__Instructions for the task__
Return each line of the records below word for word, leaving out the pictures.
───── Data ─────
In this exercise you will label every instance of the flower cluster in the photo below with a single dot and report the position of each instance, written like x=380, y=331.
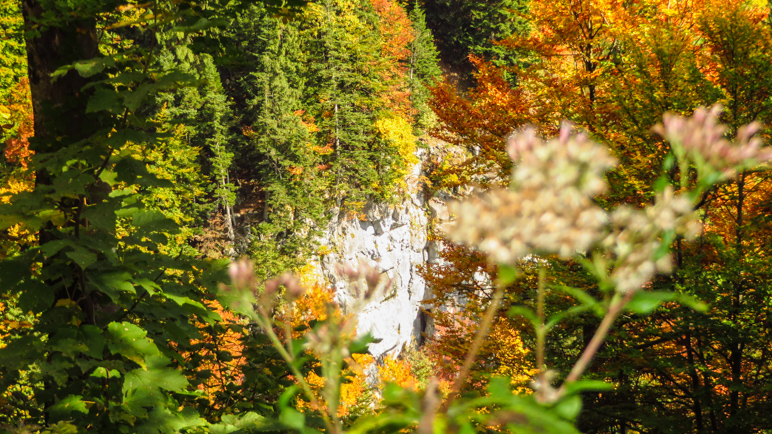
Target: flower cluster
x=549, y=208
x=635, y=239
x=703, y=139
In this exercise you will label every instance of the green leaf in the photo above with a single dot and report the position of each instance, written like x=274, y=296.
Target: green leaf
x=645, y=302
x=129, y=341
x=577, y=387
x=168, y=379
x=526, y=313
x=114, y=281
x=68, y=405
x=132, y=100
x=90, y=67
x=82, y=256
x=692, y=302
x=53, y=247
x=93, y=341
x=34, y=296
x=103, y=100
x=507, y=274
x=292, y=418
x=569, y=407
x=102, y=372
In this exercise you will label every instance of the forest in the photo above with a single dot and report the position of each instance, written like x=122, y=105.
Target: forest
x=583, y=183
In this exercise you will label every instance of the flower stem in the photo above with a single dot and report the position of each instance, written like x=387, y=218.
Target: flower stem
x=617, y=305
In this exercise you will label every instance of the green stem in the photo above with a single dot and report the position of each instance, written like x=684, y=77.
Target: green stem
x=618, y=302
x=482, y=332
x=265, y=323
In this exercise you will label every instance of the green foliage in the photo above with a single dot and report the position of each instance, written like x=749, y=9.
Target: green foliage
x=464, y=27
x=115, y=302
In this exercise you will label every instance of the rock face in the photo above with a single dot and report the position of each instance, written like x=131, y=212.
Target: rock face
x=392, y=238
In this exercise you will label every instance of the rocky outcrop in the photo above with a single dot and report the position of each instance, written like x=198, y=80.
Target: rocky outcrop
x=394, y=239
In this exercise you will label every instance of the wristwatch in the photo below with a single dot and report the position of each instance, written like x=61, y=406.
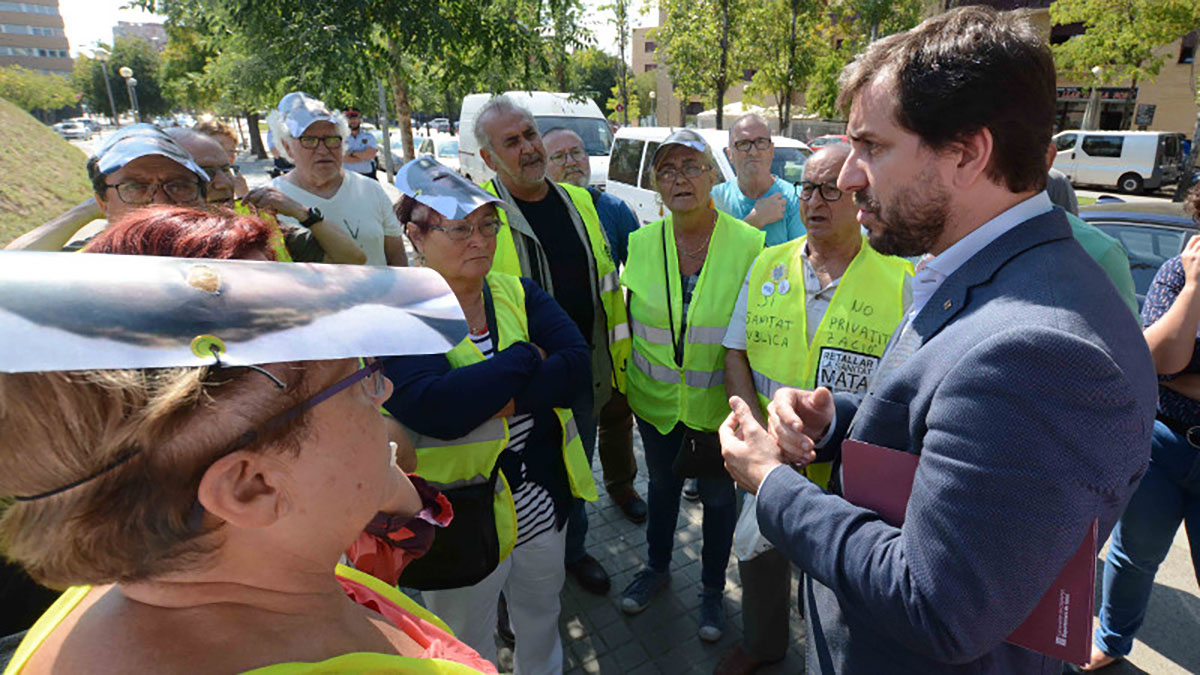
─────
__Correct result__
In this exercise you will label every instance of the flower cluster in the photo below with a single dot and report the position of each instance, written like x=380, y=331.
Target: flower cluster
x=549, y=208
x=635, y=239
x=703, y=139
In this exercise you will label every instance of the green leaf in the photo above with a single dot and report the position of each instance, written like x=274, y=296.
Target: green leaf
x=645, y=302
x=129, y=341
x=577, y=387
x=168, y=379
x=526, y=313
x=114, y=281
x=68, y=405
x=132, y=100
x=90, y=67
x=82, y=256
x=692, y=302
x=53, y=247
x=93, y=341
x=34, y=296
x=103, y=100
x=507, y=274
x=292, y=418
x=569, y=407
x=102, y=372
In this exercise you will label every instance of the forest in the photo above with a single dot and report the position of each instance, written like x=122, y=105.
Target: forest
x=583, y=183
In this exercise you will label every instance of the flower stem in the photo above with a single dot and report the position of each instance, written like x=387, y=218.
Target: flower stem
x=617, y=305
In this exercise you will label every instance of the green stem in the photo above with a single dot and report the position of each instance, written like x=684, y=77.
Target: green stem
x=618, y=302
x=482, y=332
x=265, y=323
In this exercise you will label every instance of the green foliage in the photo above with a single dot and report the position of each instance, written like x=749, y=9.
Target: green foliage
x=464, y=27
x=115, y=302
In this exercise you will label every instance of the rock face in the photo above with a single dot and report the position of each instance, written like x=131, y=212.
Target: rock face
x=392, y=238
In this exercise you will label every instance of the rocky outcrop in the photo above with a single dot and report the position of each instance, written like x=198, y=80.
Target: rocky outcrop
x=394, y=239
In this exercise you will label every instance of the wristwatch in the photo below with a single dot and report the position of each instance, written like x=61, y=406.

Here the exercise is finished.